───── Texte ─────

Quoi être maintenant?

Publié le par Lilian


Ci-gît : "Petit-humain-asexué-mort-d'un-amour-empêché-dont-il-n'a-su-que-faire."



"Me zo gwin ha te zo dour" ou Quoi être maintenant?
La nouvelle création de Michel Raskine est une commande de la Comédie de Valence et en ce moment en exploitation au Théâtre du Point du Jour à Lyon. Sur un texte de Marie Dilasser, jeune auteure sortie quelques années plus tôt de l'Ensatt, Michel Raskine renoue avec une comédie en trois actes avec scène réduite.
 
Comme je connais l'ouvreuse, pardon, le créateur lumière du spectacle qui n'est autre que l'ami Julien Louisgrand, j'ai eu la primeur d'assister au filage. J'étais donc en plein milieu de la salle, avec pour seuls compagnons le photographe des Nuits de Fourvière, Michel Raskine et son assistante Aurélie. Vous imaginez donc mon sentiment de privilégié : c'était comme le cinéma chez soi, mais au théâtre! (et pas l'inverse, parce que le théâtre chez soi comme au cinéma ça ne veut plus rien dire du tout).

───── Données fournies ─────

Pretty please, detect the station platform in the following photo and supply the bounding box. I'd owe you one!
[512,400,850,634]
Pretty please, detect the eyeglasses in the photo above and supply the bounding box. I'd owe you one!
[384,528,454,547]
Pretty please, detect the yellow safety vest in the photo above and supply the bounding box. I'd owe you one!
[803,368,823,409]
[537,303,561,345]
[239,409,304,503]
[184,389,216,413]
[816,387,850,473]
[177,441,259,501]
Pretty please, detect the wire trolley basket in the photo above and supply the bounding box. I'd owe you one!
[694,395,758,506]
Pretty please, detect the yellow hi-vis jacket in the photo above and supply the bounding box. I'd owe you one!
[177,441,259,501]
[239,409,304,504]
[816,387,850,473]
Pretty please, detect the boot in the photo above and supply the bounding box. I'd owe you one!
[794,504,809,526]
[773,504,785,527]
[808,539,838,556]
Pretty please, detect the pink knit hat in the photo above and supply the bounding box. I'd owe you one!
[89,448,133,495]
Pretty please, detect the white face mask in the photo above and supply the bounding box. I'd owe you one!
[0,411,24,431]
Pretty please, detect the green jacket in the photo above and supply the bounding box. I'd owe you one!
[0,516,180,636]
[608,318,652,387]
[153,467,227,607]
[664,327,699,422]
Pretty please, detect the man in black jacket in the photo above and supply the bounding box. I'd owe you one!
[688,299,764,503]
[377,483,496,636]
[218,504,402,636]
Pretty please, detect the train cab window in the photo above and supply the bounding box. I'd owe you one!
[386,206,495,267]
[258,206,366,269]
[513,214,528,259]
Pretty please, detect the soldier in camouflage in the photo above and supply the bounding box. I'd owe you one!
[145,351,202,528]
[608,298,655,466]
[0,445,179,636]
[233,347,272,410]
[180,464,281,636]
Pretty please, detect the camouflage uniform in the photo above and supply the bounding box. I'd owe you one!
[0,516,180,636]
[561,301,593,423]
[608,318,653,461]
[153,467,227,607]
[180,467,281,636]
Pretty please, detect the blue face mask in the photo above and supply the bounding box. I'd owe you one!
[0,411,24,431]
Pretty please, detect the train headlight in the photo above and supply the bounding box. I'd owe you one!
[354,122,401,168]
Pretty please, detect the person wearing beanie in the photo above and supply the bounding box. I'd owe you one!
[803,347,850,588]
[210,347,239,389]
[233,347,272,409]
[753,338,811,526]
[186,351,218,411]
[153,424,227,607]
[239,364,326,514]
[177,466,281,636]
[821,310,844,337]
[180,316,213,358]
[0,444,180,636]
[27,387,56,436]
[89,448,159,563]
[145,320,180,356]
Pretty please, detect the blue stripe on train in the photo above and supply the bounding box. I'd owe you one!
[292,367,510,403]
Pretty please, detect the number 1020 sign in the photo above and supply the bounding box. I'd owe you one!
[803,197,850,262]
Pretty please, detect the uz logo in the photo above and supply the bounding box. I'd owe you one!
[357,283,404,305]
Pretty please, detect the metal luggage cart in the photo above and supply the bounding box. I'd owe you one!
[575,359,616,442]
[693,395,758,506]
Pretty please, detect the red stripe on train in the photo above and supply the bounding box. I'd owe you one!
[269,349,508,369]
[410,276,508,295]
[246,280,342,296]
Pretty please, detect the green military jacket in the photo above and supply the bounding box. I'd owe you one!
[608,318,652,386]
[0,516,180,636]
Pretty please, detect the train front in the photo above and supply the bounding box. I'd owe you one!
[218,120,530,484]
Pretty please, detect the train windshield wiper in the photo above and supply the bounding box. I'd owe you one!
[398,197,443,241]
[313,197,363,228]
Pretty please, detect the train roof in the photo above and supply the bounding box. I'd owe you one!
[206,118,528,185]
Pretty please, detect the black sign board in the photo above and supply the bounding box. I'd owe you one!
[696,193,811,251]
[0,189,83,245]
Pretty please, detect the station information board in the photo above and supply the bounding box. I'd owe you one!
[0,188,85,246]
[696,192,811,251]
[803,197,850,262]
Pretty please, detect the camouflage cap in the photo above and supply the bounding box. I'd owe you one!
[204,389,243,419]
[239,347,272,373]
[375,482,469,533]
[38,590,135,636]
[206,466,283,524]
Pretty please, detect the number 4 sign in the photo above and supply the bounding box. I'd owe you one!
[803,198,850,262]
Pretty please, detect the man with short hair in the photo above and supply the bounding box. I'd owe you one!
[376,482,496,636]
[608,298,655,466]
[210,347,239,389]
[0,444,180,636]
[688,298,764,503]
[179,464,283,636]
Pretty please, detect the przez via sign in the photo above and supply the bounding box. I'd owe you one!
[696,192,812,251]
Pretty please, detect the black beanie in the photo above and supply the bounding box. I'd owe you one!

─────

▶ [Consignes]
a. Relevez toutes les personnes nommées dans les deux paragraphes du texte sur le spectacle de Michel Raskine qui commencent par « La nouvelle création » et « Comme je connais ».
b. Prolongez le texte sur le spectacle de Michel Raskine à la suite de sa dernière phrase.

▶ [Corrigé]
a. Michel Raskine, Marie Dilasser, Julien Louisgrand, Aurélie

b.
Que raconte "Me zo gwin.." en quelques mots? Trois personnages luttent pour exister : un sans-papiers et sans famille, une jeune fille qui rêve d'être un garçon homosexuel et une mère dont le mari a disparu. Pendant ce temps, dans la grange à foin, trois animaux répondant aux noms de : la truie angora rousse, la brebis carnivore et le taureau fort distingué, commentent les moeurs de leurs maîtres.. Et dieu sait qu'il y a matière à raconter!
 
Marie Dilasser, l'auteure, a bâti une comédie surréaliste dont le texte alambiqué, cru mais étrangement poétique emmène le spectateur dans un étrange voyage où les personnages se projettent indéfiniment dans un idéal, qu'ils pensent bridé par leur héritage familial. Le spectacle évolue ainsi en trois temps : l'héritage de l'enfance ou son absence, la volonté d'être autre chose que soi-même et l'accomplissement de cette volonté et enfin les perspectives de ces bouleversements.
 
L'acidité du ton employé est souvent liée à l'expression de la sexualité des personnages. Car "Me zo gwin.." parle bien évidemment de sexualité, de l'exploration du genre et des possibilités érotiques de l'inversement des rôles, souvent imagées de façon grotesque et crue : le faux sexe de Paule Kadillac, les accouchements qui s'apparentent plus à des viols, la soumission assumée de Boruta Priscillone.. Ce sont les obsessions sexuelles de chacun qui amorçent le changement des rapports sociaux que l'auteure veut figés.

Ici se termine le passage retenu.